Resistance to the otherwise highly effective ATRA/ATO therapy makes it crucial to detect variant RARA gene partners in APL, especially since they are morphologically and immunophenotypically difficult to distinguish from the classic t(15;17)(q24.1;21.2) APL (PML::RARα gene fusion).9 In previously reported cases, most patients received ATRA alone (50 %) or in combination with ATO/chemotherapy (40 %) as first line treatment, however CR was achieved by only a fraction of these patients (10 % monotherapy and 40 % combination therapy) after the first course. The CR rates are markedly reduced in STAT5B::RARα APL as compared to classical PML::RARα APL patients (35.3 % and 95 %, respectively). These cases also have higher relapse and mortality rates as compared to PML::RARα APL (mortality rates: 47.1 % and 5 %, respectively). Infections, progressive disease, cerebral hemorrhage and transplant related complications were the most common causes of mortality.

Until now, only 17 cases of APL with STAT5B::RARα have been reported worldwide, making this a very rare entity (Table 1). To the best of our knowledge, this is the first reported case from the Indian subcontinent. Most of the previously reported STAT5B::RARα patients were middle aged (age range: 17–67 years with a mean age of 39 years). The majority of the patients were men, with women accounting for only two cases (11.76 %). More data is required to determine the significance of the age and gender distribution of these patients.
● ● ●
■ **EXERCISE SET**
- 1) According to the APL passage, how many cases of APL with STAT5B::RARα have been reported worldwide?
- 2) Does each statement agree with the APL passage? Answer yes or no for each, quoting the words that decide it.
(a) Most previously reported STAT5B::RARα patients were women.
(b) The CR rate in STAT5B::RARα APL is 35.3 %.
(c) PML::RARα APL has a mortality rate of 47.1 %.
- 3) Quote everything in the APL passage from "Until now, only" down to "of these patients.".
Rely only on the APL passage.
● ● ●
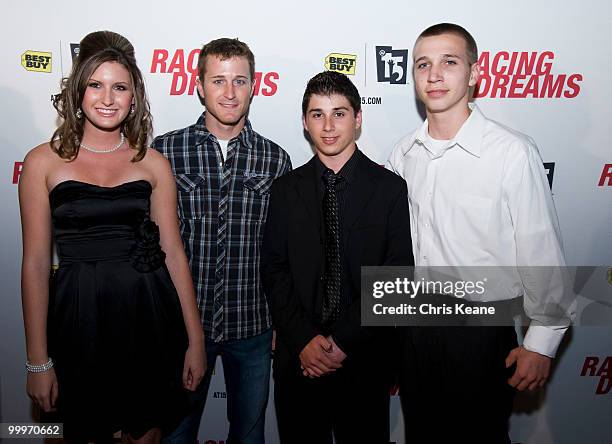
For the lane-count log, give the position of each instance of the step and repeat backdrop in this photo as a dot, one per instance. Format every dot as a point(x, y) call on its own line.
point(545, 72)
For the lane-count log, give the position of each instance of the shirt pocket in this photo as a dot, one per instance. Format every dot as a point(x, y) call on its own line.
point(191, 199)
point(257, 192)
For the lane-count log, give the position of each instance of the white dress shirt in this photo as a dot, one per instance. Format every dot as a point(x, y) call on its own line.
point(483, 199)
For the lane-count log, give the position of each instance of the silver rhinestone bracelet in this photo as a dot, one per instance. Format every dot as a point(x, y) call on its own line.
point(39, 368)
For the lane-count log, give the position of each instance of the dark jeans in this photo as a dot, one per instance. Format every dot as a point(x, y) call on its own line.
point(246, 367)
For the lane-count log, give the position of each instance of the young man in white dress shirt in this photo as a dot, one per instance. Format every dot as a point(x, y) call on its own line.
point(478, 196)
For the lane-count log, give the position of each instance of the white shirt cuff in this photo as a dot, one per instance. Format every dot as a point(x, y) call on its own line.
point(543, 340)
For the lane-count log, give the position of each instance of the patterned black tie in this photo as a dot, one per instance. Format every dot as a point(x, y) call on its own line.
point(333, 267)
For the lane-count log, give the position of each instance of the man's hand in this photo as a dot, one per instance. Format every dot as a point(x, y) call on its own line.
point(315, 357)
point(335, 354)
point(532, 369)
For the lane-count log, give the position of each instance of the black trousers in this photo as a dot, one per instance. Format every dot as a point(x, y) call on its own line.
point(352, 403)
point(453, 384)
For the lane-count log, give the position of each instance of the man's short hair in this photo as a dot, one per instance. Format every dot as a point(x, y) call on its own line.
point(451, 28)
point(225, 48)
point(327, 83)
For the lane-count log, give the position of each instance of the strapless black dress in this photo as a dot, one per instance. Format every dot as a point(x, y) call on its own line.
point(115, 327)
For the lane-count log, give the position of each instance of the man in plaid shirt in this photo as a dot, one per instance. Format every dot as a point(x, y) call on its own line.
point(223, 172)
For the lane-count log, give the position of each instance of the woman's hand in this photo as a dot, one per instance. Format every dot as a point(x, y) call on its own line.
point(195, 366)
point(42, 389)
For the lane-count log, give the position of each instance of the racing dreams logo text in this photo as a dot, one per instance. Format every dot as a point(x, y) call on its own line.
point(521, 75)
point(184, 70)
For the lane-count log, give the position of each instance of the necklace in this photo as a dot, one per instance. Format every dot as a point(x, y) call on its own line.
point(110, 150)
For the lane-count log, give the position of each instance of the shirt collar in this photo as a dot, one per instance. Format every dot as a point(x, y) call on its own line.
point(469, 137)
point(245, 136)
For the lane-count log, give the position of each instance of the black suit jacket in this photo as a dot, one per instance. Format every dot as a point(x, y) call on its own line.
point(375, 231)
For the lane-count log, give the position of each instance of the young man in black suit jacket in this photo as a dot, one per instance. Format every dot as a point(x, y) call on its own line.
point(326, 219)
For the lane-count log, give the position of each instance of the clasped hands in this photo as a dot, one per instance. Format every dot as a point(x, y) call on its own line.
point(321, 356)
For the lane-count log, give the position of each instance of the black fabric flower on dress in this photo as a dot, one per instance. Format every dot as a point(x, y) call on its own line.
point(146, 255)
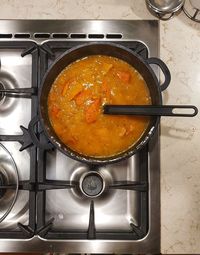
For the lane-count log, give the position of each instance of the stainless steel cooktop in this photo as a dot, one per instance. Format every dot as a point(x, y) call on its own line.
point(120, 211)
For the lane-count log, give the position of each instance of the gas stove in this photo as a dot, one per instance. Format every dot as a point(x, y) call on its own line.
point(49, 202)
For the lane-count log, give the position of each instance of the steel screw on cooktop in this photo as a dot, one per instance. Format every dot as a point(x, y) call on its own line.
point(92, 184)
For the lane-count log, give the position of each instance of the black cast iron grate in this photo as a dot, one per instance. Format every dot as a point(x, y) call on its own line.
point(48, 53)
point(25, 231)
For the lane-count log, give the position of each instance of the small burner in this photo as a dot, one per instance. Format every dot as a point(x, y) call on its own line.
● ● ●
■ **SOLUTIONS IN ORDER**
- 1) Only 17 cases.

- 2)
(a) No: "The majority of the patients were men, with women accounting for only two cases (11.76 %)."
(b) Yes: "The CR rates are markedly reduced in STAT5B::RARα APL as compared to classical PML::RARα APL patients (35.3 % and 95 %, respectively)."
(c) No: "These cases also have higher relapse and mortality rates as compared to PML::RARα APL (mortality rates: 47.1 % and 5 %, respectively)."

- 3)
Until now, only 17 cases of APL with STAT5B::RARα have been reported worldwide, making this a very rare entity (Table 1). To the best of our knowledge, this is the first reported case from the Indian subcontinent. Most of the previously reported STAT5B::RARα patients were middle aged (age range: 17–67 years with a mean age of 39 years). The majority of the patients were men, with women accounting for only two cases (11.76 %). More data is required to determine the significance of the age and gender distribution of these patients.